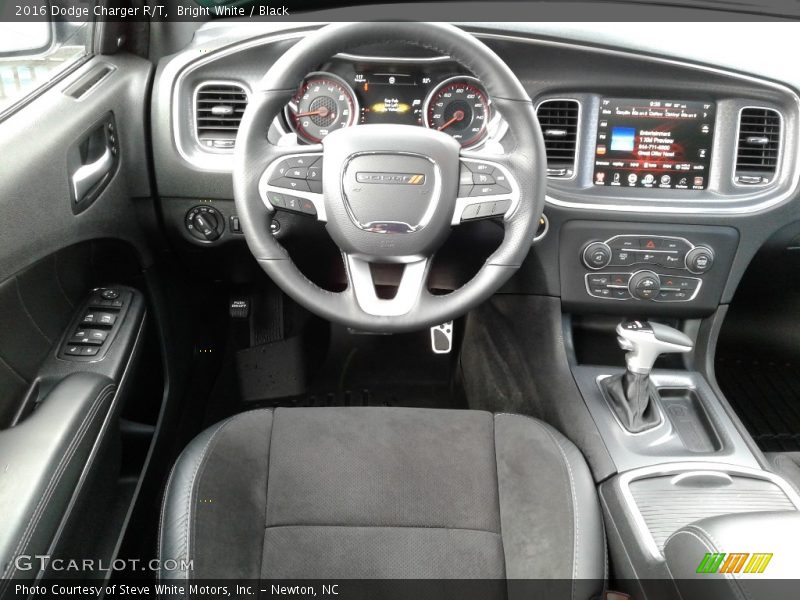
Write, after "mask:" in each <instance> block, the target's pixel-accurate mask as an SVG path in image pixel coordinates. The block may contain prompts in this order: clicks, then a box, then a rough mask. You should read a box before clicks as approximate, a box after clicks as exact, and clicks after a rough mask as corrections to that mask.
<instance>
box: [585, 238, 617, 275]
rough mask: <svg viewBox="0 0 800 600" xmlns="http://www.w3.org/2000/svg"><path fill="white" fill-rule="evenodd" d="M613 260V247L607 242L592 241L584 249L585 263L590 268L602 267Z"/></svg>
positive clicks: (604, 265) (596, 267)
mask: <svg viewBox="0 0 800 600" xmlns="http://www.w3.org/2000/svg"><path fill="white" fill-rule="evenodd" d="M610 262H611V248H609V247H608V245H607V244H606V243H605V242H592V243H590V244H588V245H587V246H586V248H584V249H583V264H585V265H586V266H587V267H589V268H590V269H602V268H603V267H607V266H608V264H609V263H610Z"/></svg>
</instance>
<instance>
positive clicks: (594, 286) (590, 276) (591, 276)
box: [588, 275, 609, 287]
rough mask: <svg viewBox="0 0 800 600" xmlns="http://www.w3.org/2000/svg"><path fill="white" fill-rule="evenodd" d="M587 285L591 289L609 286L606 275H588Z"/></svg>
mask: <svg viewBox="0 0 800 600" xmlns="http://www.w3.org/2000/svg"><path fill="white" fill-rule="evenodd" d="M588 281H589V285H590V286H591V287H601V286H606V285H608V284H609V276H608V275H589V278H588Z"/></svg>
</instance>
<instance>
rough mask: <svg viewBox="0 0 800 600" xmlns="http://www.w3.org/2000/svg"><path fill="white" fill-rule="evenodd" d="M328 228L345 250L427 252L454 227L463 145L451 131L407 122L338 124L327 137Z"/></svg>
mask: <svg viewBox="0 0 800 600" xmlns="http://www.w3.org/2000/svg"><path fill="white" fill-rule="evenodd" d="M323 147H324V167H323V175H322V180H323V193H324V195H325V209H326V213H327V216H328V225H327V228H328V232H329V233H330V235H331V237H332V238H333V240H334V241H335V242H336V243H337V244H338V245H339V247H340V248H341V249H342V250H343V251H344V252H348V253H351V254H356V255H361V256H364V257H367V258H377V259H385V260H392V259H398V258H402V257H409V256H428V255H430V254H432V253H433V252H435V251H436V249H437V248H438V247H439V245H441V243H442V242H443V241H444V239H445V238H446V237H447V233H448V232H449V228H450V222H451V219H452V213H453V210H454V209H455V200H456V196H457V194H458V173H459V151H460V146H459V144H458V142H457V141H455V140H454V139H453V138H451V137H450V136H449V135H446V134H444V133H441V132H438V131H432V130H429V129H425V128H422V127H414V126H410V125H408V126H405V125H361V126H358V127H351V128H348V129H341V130H339V131H336V132H334V133H331V134H330V135H328V136H327V137H326V138H325V140H324V142H323Z"/></svg>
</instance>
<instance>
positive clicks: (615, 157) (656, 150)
mask: <svg viewBox="0 0 800 600" xmlns="http://www.w3.org/2000/svg"><path fill="white" fill-rule="evenodd" d="M714 109H715V105H714V103H712V102H681V101H674V100H672V101H669V100H631V99H624V98H603V99H602V100H601V101H600V116H599V121H598V127H597V145H596V147H595V163H594V165H595V166H594V184H595V185H604V186H619V187H639V188H662V189H675V190H704V189H706V187H707V186H708V170H709V165H710V164H711V147H712V141H713V138H714Z"/></svg>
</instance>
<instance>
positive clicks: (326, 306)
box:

WHAT IS EXPECTED:
Stop at the line containing "260V247L607 242L592 241L584" and include it. Everything from the first line of the material up to there is to be repeated exactly, leaving out pictures.

PROBLEM SOLUTION:
Write, after "mask:" in each <instance> block, the target's pixel-accurate mask as an SVG path in image pixel coordinates. The block may contain prompts in this order: clicks, then a box, then a rough mask. You should read a box before clicks as approximate, a box after clicks as exact, and clicks after a rough mask as corrections to that mask.
<instance>
box: [585, 238, 617, 275]
rough mask: <svg viewBox="0 0 800 600" xmlns="http://www.w3.org/2000/svg"><path fill="white" fill-rule="evenodd" d="M613 260V247L607 242L592 241L584 249L585 263L590 268L602 267Z"/></svg>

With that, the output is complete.